§ TASK ITEM:
Write out every record below exactly as it appears, omitting the pictures.

§ Point-per-instance localization data:
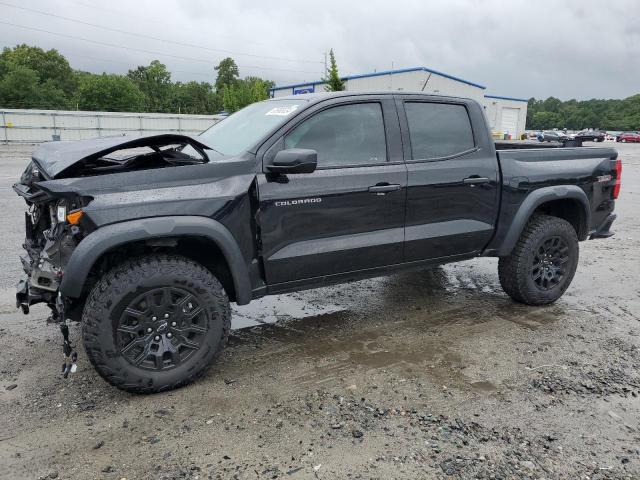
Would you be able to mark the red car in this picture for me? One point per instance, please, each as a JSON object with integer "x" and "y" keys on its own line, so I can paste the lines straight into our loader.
{"x": 628, "y": 137}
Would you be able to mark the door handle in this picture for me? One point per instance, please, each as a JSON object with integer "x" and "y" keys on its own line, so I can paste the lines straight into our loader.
{"x": 383, "y": 189}
{"x": 475, "y": 180}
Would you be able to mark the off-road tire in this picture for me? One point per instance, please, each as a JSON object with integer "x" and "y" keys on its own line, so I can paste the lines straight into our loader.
{"x": 515, "y": 270}
{"x": 109, "y": 298}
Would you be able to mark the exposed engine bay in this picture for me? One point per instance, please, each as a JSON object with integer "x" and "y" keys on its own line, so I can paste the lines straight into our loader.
{"x": 55, "y": 222}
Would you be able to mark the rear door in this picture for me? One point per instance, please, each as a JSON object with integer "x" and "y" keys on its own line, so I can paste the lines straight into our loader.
{"x": 348, "y": 215}
{"x": 452, "y": 190}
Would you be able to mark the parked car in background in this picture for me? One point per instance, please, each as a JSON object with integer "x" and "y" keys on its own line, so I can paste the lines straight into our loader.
{"x": 628, "y": 137}
{"x": 552, "y": 136}
{"x": 588, "y": 136}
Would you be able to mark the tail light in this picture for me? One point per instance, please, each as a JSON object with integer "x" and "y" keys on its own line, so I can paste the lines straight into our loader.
{"x": 616, "y": 188}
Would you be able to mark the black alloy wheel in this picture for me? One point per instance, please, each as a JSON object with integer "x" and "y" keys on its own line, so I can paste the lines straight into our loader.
{"x": 549, "y": 263}
{"x": 161, "y": 328}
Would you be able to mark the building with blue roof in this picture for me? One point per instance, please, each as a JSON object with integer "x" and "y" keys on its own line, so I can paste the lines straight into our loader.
{"x": 506, "y": 115}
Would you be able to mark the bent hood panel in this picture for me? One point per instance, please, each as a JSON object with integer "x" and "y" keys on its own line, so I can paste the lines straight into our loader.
{"x": 54, "y": 158}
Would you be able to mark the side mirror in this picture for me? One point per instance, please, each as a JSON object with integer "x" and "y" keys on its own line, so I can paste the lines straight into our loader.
{"x": 294, "y": 160}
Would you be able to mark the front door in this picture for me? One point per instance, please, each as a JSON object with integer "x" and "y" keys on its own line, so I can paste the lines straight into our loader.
{"x": 346, "y": 216}
{"x": 452, "y": 192}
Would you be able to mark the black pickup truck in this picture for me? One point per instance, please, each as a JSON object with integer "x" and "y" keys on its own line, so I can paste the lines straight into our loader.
{"x": 147, "y": 240}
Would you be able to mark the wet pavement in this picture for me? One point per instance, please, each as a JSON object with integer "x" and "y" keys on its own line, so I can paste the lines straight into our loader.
{"x": 431, "y": 374}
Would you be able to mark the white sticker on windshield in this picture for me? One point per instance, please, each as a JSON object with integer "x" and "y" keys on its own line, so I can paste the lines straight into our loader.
{"x": 282, "y": 111}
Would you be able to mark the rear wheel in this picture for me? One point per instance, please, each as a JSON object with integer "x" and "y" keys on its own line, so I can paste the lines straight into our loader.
{"x": 155, "y": 323}
{"x": 542, "y": 264}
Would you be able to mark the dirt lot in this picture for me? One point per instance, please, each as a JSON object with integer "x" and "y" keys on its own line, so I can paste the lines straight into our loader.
{"x": 435, "y": 374}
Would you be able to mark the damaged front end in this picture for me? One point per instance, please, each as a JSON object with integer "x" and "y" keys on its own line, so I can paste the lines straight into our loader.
{"x": 53, "y": 228}
{"x": 57, "y": 220}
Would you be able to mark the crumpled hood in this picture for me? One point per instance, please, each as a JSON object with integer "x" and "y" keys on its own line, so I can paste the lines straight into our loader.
{"x": 53, "y": 158}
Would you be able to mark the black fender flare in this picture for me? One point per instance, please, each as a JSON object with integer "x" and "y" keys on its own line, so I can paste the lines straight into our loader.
{"x": 111, "y": 236}
{"x": 533, "y": 201}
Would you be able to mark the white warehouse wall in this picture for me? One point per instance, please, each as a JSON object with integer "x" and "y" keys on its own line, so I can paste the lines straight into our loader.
{"x": 32, "y": 126}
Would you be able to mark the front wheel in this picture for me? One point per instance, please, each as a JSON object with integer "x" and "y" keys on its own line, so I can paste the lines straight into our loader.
{"x": 155, "y": 323}
{"x": 542, "y": 264}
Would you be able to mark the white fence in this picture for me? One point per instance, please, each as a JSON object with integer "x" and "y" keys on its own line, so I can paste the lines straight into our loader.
{"x": 33, "y": 126}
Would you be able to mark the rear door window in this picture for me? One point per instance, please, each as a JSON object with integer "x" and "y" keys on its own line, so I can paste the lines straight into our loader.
{"x": 438, "y": 130}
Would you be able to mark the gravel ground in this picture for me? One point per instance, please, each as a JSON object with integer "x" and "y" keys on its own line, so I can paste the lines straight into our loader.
{"x": 434, "y": 374}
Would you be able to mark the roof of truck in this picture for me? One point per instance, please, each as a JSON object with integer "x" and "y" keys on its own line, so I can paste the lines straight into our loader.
{"x": 319, "y": 96}
{"x": 383, "y": 72}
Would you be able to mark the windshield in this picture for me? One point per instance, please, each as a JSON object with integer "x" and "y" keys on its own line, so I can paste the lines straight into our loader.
{"x": 242, "y": 130}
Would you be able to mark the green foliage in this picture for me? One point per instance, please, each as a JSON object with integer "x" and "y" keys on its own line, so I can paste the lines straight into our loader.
{"x": 50, "y": 66}
{"x": 195, "y": 98}
{"x": 241, "y": 93}
{"x": 333, "y": 81}
{"x": 227, "y": 74}
{"x": 33, "y": 78}
{"x": 111, "y": 93}
{"x": 576, "y": 115}
{"x": 154, "y": 82}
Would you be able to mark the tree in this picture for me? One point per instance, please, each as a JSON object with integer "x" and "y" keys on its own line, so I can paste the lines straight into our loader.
{"x": 22, "y": 88}
{"x": 244, "y": 92}
{"x": 195, "y": 98}
{"x": 227, "y": 74}
{"x": 111, "y": 93}
{"x": 154, "y": 81}
{"x": 50, "y": 66}
{"x": 333, "y": 81}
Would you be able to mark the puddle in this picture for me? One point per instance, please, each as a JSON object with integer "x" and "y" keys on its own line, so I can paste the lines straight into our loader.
{"x": 269, "y": 310}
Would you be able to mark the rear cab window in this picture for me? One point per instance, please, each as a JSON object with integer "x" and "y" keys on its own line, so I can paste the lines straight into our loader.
{"x": 438, "y": 130}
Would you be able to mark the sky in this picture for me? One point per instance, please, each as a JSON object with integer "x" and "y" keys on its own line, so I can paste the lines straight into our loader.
{"x": 522, "y": 48}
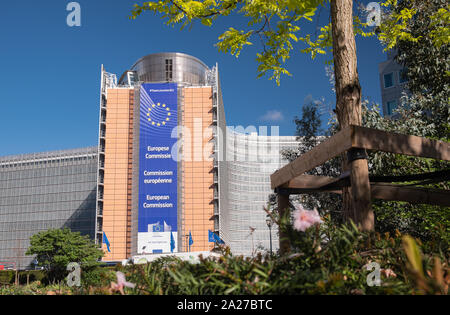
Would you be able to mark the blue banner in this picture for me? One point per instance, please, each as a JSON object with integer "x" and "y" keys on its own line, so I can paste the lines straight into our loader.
{"x": 157, "y": 216}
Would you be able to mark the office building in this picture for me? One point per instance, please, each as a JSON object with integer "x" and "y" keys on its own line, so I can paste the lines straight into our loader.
{"x": 160, "y": 177}
{"x": 252, "y": 158}
{"x": 166, "y": 167}
{"x": 393, "y": 83}
{"x": 42, "y": 191}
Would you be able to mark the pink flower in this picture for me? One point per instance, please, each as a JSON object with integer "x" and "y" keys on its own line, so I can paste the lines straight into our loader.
{"x": 304, "y": 219}
{"x": 121, "y": 283}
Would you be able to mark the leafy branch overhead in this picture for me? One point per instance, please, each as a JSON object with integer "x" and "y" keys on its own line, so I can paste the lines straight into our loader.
{"x": 276, "y": 25}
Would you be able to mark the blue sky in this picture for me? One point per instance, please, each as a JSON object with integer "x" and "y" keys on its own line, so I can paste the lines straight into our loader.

§ TASK SOLUTION:
Would you be able to mark the red car in this picture for me? One point per instance, please, each as a JSON object with integer "x" and "y" keys on its own line, so I can paste the lines straight into our loader.
{"x": 628, "y": 137}
Would you be able to mark the door handle in this picture for me? One point per instance, please, each as a JSON object with integer "x" and "y" keys on its own line, so I can paste the lines straight into our loader.
{"x": 383, "y": 189}
{"x": 475, "y": 180}
Would you be able to mark the off-road tire in this picture for me? One point per instance, please, each as a JSON object with integer "x" and "y" keys on its own line, so I can paste the lines straight into our loader.
{"x": 515, "y": 270}
{"x": 109, "y": 298}
Would you be able to mark the exposed engine bay in this picture for me? One point per instance, please, each as a JSON object with integer "x" and "y" keys on its own line, so I can paste the lines straight into our loader.
{"x": 55, "y": 222}
Would you be able to mark the rear door in this picture for me? One point per instance, please, each as a JSON object with integer "x" and "y" keys on its own line, so I can paste the lines straight into our loader.
{"x": 348, "y": 215}
{"x": 452, "y": 190}
Would you be able to mark the parked car in background in this picture for me? One point per instance, please, each as a JSON object with integer "x" and "y" keys on its own line, so I can paste the lines straight into our loader.
{"x": 628, "y": 137}
{"x": 552, "y": 136}
{"x": 588, "y": 136}
Would you be able to mark the tail light in this picture for me? One point per instance, please, each as a JSON object with integer "x" and "y" keys on its own line, so I can paste the lines straight into our loader.
{"x": 616, "y": 188}
Would you be able to mark the black alloy wheel in this picture for me? One point per instance, please, each as a JSON object with integer "x" and "y" keys on its own line, so I can paste the lines straight into our loader.
{"x": 549, "y": 263}
{"x": 161, "y": 328}
Would you be able to mark the building with blue roof in this picture for me? One point per instance, please, each as a JSON object with integer "x" and "y" keys on its own line, so I can paste the lines straight into our loader.
{"x": 506, "y": 115}
Would you be able to mark the bent hood panel in this picture for me? One point per instance, please, each as a JSON object with integer "x" and "y" keys on its own line, so I can paste the lines straight into our loader.
{"x": 54, "y": 158}
Would you be able to mark the side mirror in this picture for me? One point per instance, please, each as a JSON object with integer "x" and "y" keys on its own line, so I can paste the lines straight into our loader.
{"x": 294, "y": 160}
Would you be able to mark the front door in this picture for me? One point per instance, please, each as a JSON object with integer "x" and "y" keys on its own line, so I can paste the lines straight into our loader.
{"x": 346, "y": 216}
{"x": 452, "y": 192}
Would you be able to mark the black pickup truck in this picture for me? One point per instance, please, each as a JSON object with integer "x" and "y" keys on its own line, so I can paste the lines straight into our loader.
{"x": 147, "y": 240}
Would you be able to mark the wet pavement in this picture for me? One point per instance, please, each as a JSON object with integer "x" and "y" keys on its own line, so I can paste the lines straight into our loader.
{"x": 431, "y": 374}
Would you be able to mark the white sticker on windshield in this picture for me? One point per instance, please, each as a JSON object with integer "x" and "y" keys on its own line, so I can paste the lines straight into our loader.
{"x": 282, "y": 111}
Would you be able to mark the rear wheel in this picture for me? One point per instance, please, each as a JSON object with integer "x" and "y" keys on its own line, so I can paste the lines straight into our loader.
{"x": 155, "y": 323}
{"x": 542, "y": 264}
Would you be able to mark the dirt lot in this picture for me? One point per instance, please, each as a JSON object with integer "x" and "y" keys on its own line, so I can paste the lines straight into our loader.
{"x": 435, "y": 374}
Would you be able to mark the damaged front end in this picture for me? One point per instance, please, each as a JSON object with integer "x" and "y" keys on its own line, so I can paste the lines straight into our loader.
{"x": 53, "y": 228}
{"x": 57, "y": 220}
Would you be able to mark the crumpled hood in this picture for me? One point per instance, please, each as a JSON object with integer "x" and "y" keys on its own line, so I can paste the lines straight into our loader.
{"x": 53, "y": 158}
Would you be able to mark the black fender flare in this picture for me? One point per instance, please, each as a JSON object with integer "x" and "y" keys on its own line, so I can paste the lines straight into our loader.
{"x": 111, "y": 236}
{"x": 533, "y": 201}
Would you be able to mark the white warehouse wall in this picture for me? One point per instance, please, each as a JSON object with integer "x" and "y" keys on its own line, so I can paste the lines straight into our loader.
{"x": 32, "y": 126}
Would you be able to mark the front wheel in this picture for me? One point per instance, please, each as a JSON object with integer "x" and "y" keys on its own line, so I can paste the lines straight into our loader.
{"x": 155, "y": 323}
{"x": 542, "y": 264}
Would you be able to mark the white fence in this picture for me? One point per instance, please, each as a JSON object with integer "x" and "y" keys on its own line, so I can paste the lines straight into our loader.
{"x": 33, "y": 126}
Would you be able to mark the rear door window in this picture for me? One point per instance, please, each as a JSON object with integer "x" and "y" keys on its own line, so I can paste the lines straight into our loader.
{"x": 438, "y": 130}
Would you be able to mark the gravel ground in this picture for me? One point per instance, please, each as a JSON object with integer "x" and "y" keys on its own line, so I can paste the lines straight into our loader.
{"x": 434, "y": 374}
Would you be able to mark the roof of truck in this picture for me? One point per instance, please, each as a JSON object with integer "x" and "y" keys on its own line, so I can paste the lines straight into our loader.
{"x": 319, "y": 96}
{"x": 383, "y": 72}
Would you be able to mark the windshield in this picture for me? One point per instance, please, each as a JSON object with integer "x" and "y" keys on its own line, so I can paste the lines straight into our loader.
{"x": 242, "y": 130}
Would you be able to mark the green foliage in this picture for me? One point per instance, please, each as a JSON object with integer "x" and "y" keys on its own line, so I can paste the lines straight into our loader.
{"x": 50, "y": 66}
{"x": 195, "y": 98}
{"x": 241, "y": 93}
{"x": 333, "y": 81}
{"x": 227, "y": 74}
{"x": 33, "y": 78}
{"x": 111, "y": 93}
{"x": 576, "y": 115}
{"x": 154, "y": 82}
Would you be able to mark the tree in this picture for me? One point per instance, please, each as a JSON object with integer "x" and "y" keys on its own line, so I can paste the lines straight into our loader.
{"x": 22, "y": 88}
{"x": 244, "y": 92}
{"x": 195, "y": 98}
{"x": 227, "y": 74}
{"x": 111, "y": 93}
{"x": 154, "y": 81}
{"x": 50, "y": 66}
{"x": 333, "y": 81}
Would you be able to mark the puddle in this picture for me? One point per instance, please, each as a JSON object with integer "x" and "y" keys on its own line, so I can paste the lines straight into our loader.
{"x": 269, "y": 310}
Would you be able to mark the rear cab window in this picture for me? One point per instance, please, each as a JSON object with integer "x" and "y" keys on its own line, so I can paste the lines straight into our loader.
{"x": 438, "y": 130}
Would you be able to mark the sky in this picture for me? One point per instance, please, each as a JSON object with integer "x" and "y" keys on its own line, so I can paste the lines straight into our loader.
{"x": 522, "y": 48}
Would you be able to mark the blue banner in this picture for me? One point per instance, please, each as a JSON object with integer "x" and "y" keys on its own line, so I can paste the lines straight into our loader.
{"x": 157, "y": 216}
Would you be able to mark the office building in this picture for me? One point per instance, please, each as a JSON object with integer "x" and "y" keys on its own line, so I can paste the lines straight into our loader.
{"x": 160, "y": 177}
{"x": 252, "y": 158}
{"x": 166, "y": 167}
{"x": 393, "y": 83}
{"x": 42, "y": 191}
Would you be able to mark the pink flower in this picture for me? One point per instance, please, each as a JSON object with integer "x" and "y" keys on its own line, so I can paste the lines straight into our loader.
{"x": 304, "y": 219}
{"x": 121, "y": 283}
Would you be able to mark the leafy branch overhead in this picture for me? One point per instance, please, each as a JSON object with integer "x" and "y" keys on its own line, so I can paste the lines straight into our loader.
{"x": 276, "y": 25}
Would you be able to mark the blue sky in this picture for me? One point per instance, please, each as a JSON object with integer "x" and "y" keys on its own line, so I can paste the lines straight into our loader.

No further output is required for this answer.